Text extract |
◆ ◆ ◆ ◆ ◆
Rebbe Nachman found it very, very difficult to make hitbodedut when he was younger. Even though he had a special room set aside specifically in which to make hitbodedut, it just seemed impossible for him to do this. It went against personality, even against his nature. However, he didn’t give up and he forced himself to spend many hours in that room, speaking to Hashem.

This was true of Rebbe Nachman’s spiritual tasks and all his service of Hashem. They felt to him like a tremendous burden. He said it felt as if they would crush him. But instead of giving up, he worked hard to find a way to serve Hashem in the way that would help him grow. He would tell himself, I have only this one day. I’m going to ignore tomorrow and all future days. I have only this one day alone.

In this way, by telling himself he only had to get through the day, he ingrained in himself the spiritual habits that eventually made him the towering tzaddik that he became.

We can take a lesson from this in our spiritual tasks. If you’re growth-oriented, you know that just sitting and thinking about being spiritual isn’t enough. You need to meditate, you need to pray; you need to learn a lot about the direction you should go in. You need to find a way to connect to Hashem, and you need to take action.
◆ ◆ ◆ ◆ ◆
Data block |
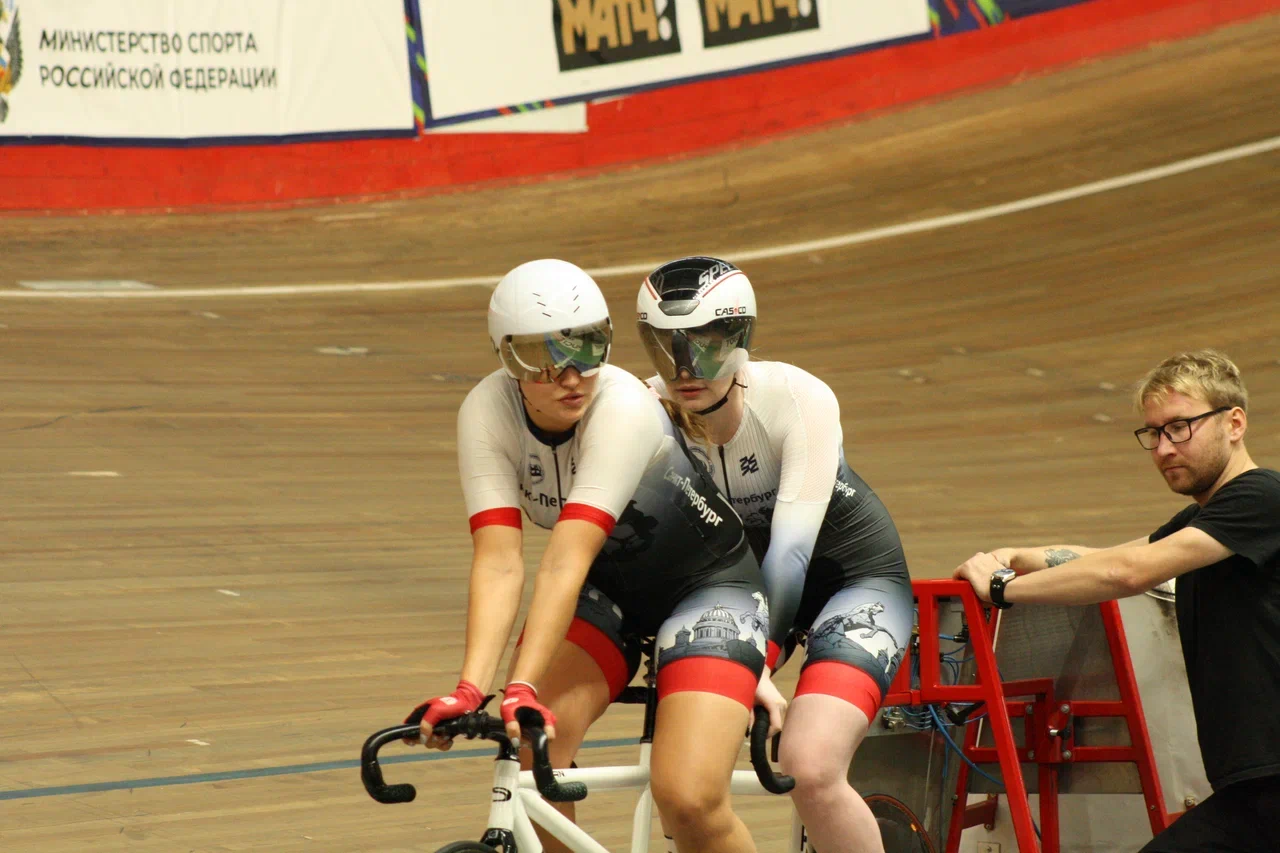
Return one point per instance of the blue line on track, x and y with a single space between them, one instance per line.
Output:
◆ ◆ ◆ ◆ ◆
Work instructions |
a – Retype the passage about Rebbe Nachman word for word, starting at the words "We can take" and ending after "to take action.".
b – Extend the passage about Rebbe Nachman, picking up after its last sentence.
The listing is separate from the passage about Rebbe Nachman.

Answers to the exercises |
a –
We can take a lesson from this in our spiritual tasks. If you’re growth-oriented, you know that just sitting and thinking about being spiritual isn’t enough. You need to meditate, you need to pray; you need to learn a lot about the direction you should go in. You need to find a way to connect to Hashem, and you need to take action.

b –
In truth, this process can seem overwhelming. But if you wake up each morning and say: I’m going to focus on today. Here are the spiritual tasks I have set out for myself. All I need to focus on is today. I won’t worry about tomorrow.

This will help you stick to what you need to stick to. It doesn’t matter how many spiritual tasks you have. It could be 100 in a day; it could be two in a day. Wherever you’re at, just remember that you only have to take care of one day at a time.

This isn’t an empty, light promise. It really works. The Rebbe’s followers use this technique to help them stay focused. It’s far easier to put a lot of energy into one day than to tell yourself that you need to put a lot of energy into this week or this month or this year.

As we get ready for the Festival of Freedom, Pesach, keep in mind that all you have to do is focus on today.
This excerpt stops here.